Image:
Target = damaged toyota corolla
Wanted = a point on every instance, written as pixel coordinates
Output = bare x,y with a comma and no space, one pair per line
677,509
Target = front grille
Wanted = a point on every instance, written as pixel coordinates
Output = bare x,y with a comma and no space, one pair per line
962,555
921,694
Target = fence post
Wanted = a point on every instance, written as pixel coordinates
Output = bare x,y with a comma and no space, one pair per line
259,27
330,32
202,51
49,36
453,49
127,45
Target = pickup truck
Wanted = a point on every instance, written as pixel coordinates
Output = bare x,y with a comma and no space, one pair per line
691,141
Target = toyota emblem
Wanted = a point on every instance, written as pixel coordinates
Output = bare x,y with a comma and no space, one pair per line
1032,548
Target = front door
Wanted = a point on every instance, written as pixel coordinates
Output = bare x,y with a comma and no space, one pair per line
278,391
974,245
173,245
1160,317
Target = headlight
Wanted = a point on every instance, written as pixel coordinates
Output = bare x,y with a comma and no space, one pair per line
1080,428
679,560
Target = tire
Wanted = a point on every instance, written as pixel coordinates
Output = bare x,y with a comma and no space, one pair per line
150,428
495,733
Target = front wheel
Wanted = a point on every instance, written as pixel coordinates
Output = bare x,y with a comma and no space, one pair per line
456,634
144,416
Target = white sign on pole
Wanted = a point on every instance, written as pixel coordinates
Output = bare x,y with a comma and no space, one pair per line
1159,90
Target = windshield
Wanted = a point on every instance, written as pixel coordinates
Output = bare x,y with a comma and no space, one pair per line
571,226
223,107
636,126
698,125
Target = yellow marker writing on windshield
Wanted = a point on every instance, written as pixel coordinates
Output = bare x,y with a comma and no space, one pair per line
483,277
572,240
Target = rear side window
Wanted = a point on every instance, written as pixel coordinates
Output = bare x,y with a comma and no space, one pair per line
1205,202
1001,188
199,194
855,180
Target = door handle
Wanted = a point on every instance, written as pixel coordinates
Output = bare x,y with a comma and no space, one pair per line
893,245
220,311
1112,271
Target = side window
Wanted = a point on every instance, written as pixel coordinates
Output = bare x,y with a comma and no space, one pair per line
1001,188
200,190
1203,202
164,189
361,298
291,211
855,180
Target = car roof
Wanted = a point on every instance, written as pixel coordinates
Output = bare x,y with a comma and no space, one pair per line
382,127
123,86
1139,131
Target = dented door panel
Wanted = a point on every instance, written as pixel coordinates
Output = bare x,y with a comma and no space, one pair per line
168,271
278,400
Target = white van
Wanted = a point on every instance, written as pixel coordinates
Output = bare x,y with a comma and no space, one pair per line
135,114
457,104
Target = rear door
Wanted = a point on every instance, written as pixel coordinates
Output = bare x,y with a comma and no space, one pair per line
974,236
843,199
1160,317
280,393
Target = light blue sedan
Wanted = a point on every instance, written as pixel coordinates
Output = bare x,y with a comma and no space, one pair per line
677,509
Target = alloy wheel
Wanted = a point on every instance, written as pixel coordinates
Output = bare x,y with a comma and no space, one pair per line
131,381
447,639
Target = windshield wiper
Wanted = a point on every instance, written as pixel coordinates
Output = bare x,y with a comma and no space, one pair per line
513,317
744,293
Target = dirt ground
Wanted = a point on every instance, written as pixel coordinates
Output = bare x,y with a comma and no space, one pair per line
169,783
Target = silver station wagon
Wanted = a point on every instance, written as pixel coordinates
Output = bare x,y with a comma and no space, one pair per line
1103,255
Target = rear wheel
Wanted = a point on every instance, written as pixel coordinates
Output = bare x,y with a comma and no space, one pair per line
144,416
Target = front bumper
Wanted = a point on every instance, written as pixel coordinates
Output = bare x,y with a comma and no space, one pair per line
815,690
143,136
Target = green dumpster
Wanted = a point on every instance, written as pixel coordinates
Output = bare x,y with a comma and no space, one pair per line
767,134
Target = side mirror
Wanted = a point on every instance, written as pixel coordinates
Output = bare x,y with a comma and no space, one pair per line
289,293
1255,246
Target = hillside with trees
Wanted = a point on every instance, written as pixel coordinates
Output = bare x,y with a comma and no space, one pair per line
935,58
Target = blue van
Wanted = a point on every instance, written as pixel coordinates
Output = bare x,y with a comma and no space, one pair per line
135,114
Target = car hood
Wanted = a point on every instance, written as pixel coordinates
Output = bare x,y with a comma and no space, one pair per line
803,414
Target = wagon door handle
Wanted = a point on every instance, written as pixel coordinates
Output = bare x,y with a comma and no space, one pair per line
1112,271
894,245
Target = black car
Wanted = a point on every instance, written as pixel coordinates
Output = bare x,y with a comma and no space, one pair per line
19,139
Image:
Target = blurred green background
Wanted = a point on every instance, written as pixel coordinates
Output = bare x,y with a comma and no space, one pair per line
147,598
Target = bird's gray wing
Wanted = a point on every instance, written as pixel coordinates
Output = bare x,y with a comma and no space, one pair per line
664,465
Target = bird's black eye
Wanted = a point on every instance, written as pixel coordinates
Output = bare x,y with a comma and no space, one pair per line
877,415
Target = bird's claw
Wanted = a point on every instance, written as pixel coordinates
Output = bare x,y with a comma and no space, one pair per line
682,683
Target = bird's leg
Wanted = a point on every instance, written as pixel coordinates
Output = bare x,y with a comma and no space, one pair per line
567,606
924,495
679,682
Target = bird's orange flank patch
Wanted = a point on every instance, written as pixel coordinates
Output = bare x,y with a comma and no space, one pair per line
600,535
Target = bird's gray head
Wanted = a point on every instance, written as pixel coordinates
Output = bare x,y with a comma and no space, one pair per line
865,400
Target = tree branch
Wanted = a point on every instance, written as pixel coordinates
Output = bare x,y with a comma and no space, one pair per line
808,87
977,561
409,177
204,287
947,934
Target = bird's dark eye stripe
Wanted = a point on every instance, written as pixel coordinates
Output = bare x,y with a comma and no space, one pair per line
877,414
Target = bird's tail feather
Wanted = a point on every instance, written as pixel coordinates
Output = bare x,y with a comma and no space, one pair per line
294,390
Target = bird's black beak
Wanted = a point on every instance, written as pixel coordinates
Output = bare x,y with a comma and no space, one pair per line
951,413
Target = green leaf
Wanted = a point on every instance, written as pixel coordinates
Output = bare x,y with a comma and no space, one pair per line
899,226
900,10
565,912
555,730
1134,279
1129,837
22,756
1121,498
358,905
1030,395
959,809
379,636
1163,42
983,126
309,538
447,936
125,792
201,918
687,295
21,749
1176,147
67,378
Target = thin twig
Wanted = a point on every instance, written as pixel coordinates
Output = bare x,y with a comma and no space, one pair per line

= TASK DIRECTIONS =
Take each line of the listing above and set it down again exactly.

= THE COMPLETED TASK =
Image:
Target = damaged toyota corolla
Wanted = a point on every instance, written as pixel coordinates
Output = bare x,y with a comma and no space, one pair per line
677,509
Target = front grille
Wanted = a point on every instance, written as pixel coordinates
Output = bare x,y with a comma and no space, one pair per line
962,555
921,694
Target = fence post
Wanted = a point on every instance, written as pixel coordinates
Output = bare x,y with a comma and no space, one pair per line
259,27
330,32
202,51
49,36
453,49
127,45
Target = pickup truck
Wanted = a point on every instance, written as pixel coordinates
Output = bare x,y with a comma and no space, one pair per line
691,141
Target = toyota emblem
Wanted = a point on every instance, written as pixel coordinates
Output = bare x,y with a comma and no space, one pair per line
1032,548
Target = front door
Wanted = a point on every instance, written as pixel coordinates
Output = bare x,y with a comma and no space, one pair per line
278,391
974,245
173,245
1160,317
Target = headlight
Wanted = a point on every instance, written as pixel coordinates
Output = bare x,y with a comma and no space, one pair per line
1080,428
679,560
Target = tire
Wanted = a point on every instance, written as pixel coordinates
Output = bare x,y with a comma and no space, one pair per line
150,428
495,733
Target = front wheel
Wanted = a point on every instance, written as pixel coordinates
Output = bare x,y with a comma and no space, one pair per line
456,634
144,416
Target = white sign on pole
Wanted = a point on every instance, written as pixel coordinates
Output = bare x,y with a comma and no space, one pair per line
1159,90
Target = windshield
Wanted = a point on every instance, written as pixel coordinates
Output = bare x,y with a comma and no space, one pair per line
571,226
223,107
636,126
698,125
Target = yellow marker writing on windshield
Wanted = a point on every instance, written as pixel coordinates
Output = bare x,y with a comma and no space, one pair per line
483,277
572,240
Target = rear side window
Wanted = a point on every instance, written as pixel coordinates
Output = bare x,y with a comma and no space, one pair per line
1205,202
1001,188
199,194
855,180
Target = door handle
Wanted = a point on every instance, written as pixel coordinates
Output = bare x,y with a comma and no space, one pair per line
893,245
220,311
1112,271
Target = side window
Wanted = a point on every instance, written as pixel coordinates
Output = bare x,y with a comma and no space, one pair per line
1001,188
200,190
1203,202
164,189
361,298
291,211
855,180
Target = car roof
Wanted = a point on every instance, written as pixel coordinates
Output = bare x,y with a comma and no space, one pair per line
382,127
123,86
1139,131
Target = dented door panel
Wanted = a point on every instance, written as pixel coordinates
Output = bare x,y with a comma and no space, one pair per line
168,271
278,400
Target = white van
Wanted = a point on every instance, written as pixel coordinates
Output = bare x,y with a comma and no space, one pair per line
135,114
457,104
Target = rear door
Wanted = a point on every instance, written as pixel coordinates
Output = bare x,y with a comma and no space, one pair per line
974,236
843,199
1160,317
280,393
Target = light blue sedan
Wanted = a point on every instance, written as pixel coordinates
Output = bare x,y with a comma and no space, one pair per line
677,509
Target = alloy wheel
Wanted = a point on every instance, written as pixel coordinates
Output = bare x,y with a comma and no space, one pair per line
131,381
447,639
Target = windshield wiper
Wanted = a point on every instance, written as pixel coordinates
Output = bare x,y with a comma and no space, one pair per line
513,317
744,293
Target = dirt ground
Wanted = a point on every instance, written as pixel coordinates
Output = bare x,y with a comma and no space, one pair per line
169,783
Target = silver station wagon
Wanted = a point on every instance, written as pixel coordinates
Output = bare x,y with a comma and no space, one pair per line
1103,255
Target = rear wheel
Wanted = a point on every instance, written as pixel coordinates
Output = bare x,y with a comma and no space, one pair per line
144,416
Target = front bumper
Wanted = a point on every instance, written as pixel coordinates
Output = bare x,y with a comma and no space, one pair per line
815,690
143,136
Target = green dumpster
Wanted = a point on every instance, written as pixel coordinates
Output = bare x,y with a comma and no space, one pair per line
767,134
Target = side mirror
Wanted = a point on every instance, written as pixel coordinates
Output = bare x,y with a comma and no space, one pair per line
289,293
1255,246
Target = hillside with trees
Wanted = a point on every instance, written as pixel coordinates
Output = bare x,y with a comma and no space, one pair per line
935,58
Target = blue van
Wanted = a point on every instance, written as pixel coordinates
Output = bare x,y with a comma and no space, one pair per line
135,114
Target = car hood
Wanted = a point on every instance, written as pixel coordinates
Output = bare x,y with a comma and no space, one pair per line
803,414
Target = wagon door handle
Wanted = a point on every instance, written as pixel coordinates
Output = bare x,y with a comma and no space, one pair per line
1112,271
894,245
Target = black car
Wanted = a point on every instance, written as pixel coordinates
Output = bare x,y with a comma and no space, one pair per line
19,139
Image:
Target = blurred green background
Wanted = a point on every instance, written as pixel coordinates
Output = bare x,y with a comma and no space, one pair per line
147,598
Target = bird's gray wing
Wanted = a point on every instance, written as pixel coordinates
Output = bare x,y with a comma and no space, one pair per line
664,465
Target = bird's black eye
Wanted = a point on every instance, written as pixel coordinates
Output = bare x,y with a comma and no space, one pair per line
877,415
Target = bird's claw
Wanted = a point on every instance, written as pixel coordinates
Output = bare x,y with a comma and no space, one pair per line
682,683
Target = bird's leg
Wanted = a point on every instance, written as pixel coordinates
Output = bare x,y with a comma and no space, one pair per line
567,606
924,495
679,682
Target = bird's orange flank patch
Wanted = a point on every instance, written as pixel coordinates
Output = bare x,y with a comma and no space, one pair per line
600,535
Target = bird's gray head
Wanted = a point on every instance, written as pixel coordinates
Output = bare x,y with a comma and no space, one pair per line
865,400
Target = tree branch
Wanted = a point on every instance, written as pixel coordinates
Output = bare x,y with a comma and no space, one pair per line
808,87
977,561
409,177
204,287
947,934
Target = bird's dark eye stripe
Wanted = a point on every instance, written as pixel coordinates
Output = bare x,y with a comma and no space, one pair per line
877,414
Target = bird's tail feather
Wanted = a point on every instance, written as pixel coordinates
Output = bare x,y with a comma and no space, one pair per line
294,390
Target = bird's black beak
Wanted = a point on every instance, written as pixel coordinates
Output = bare x,y with a comma and no space, one pair per line
951,413
Target = green leaf
Wanted = a point on every instance, written as pixel coordinates
Output = bare x,y with a comma and no space, one pair per line
899,226
900,10
565,912
555,730
1134,279
1129,837
22,756
1121,498
358,905
1030,395
959,809
379,636
1163,42
983,126
309,538
447,936
125,792
201,918
687,295
21,749
1176,147
67,378
Target = thin twig
Wanted = a point on every instance, written as pixel coordinates
Output = bare x,y with a comma and no space, one pair per line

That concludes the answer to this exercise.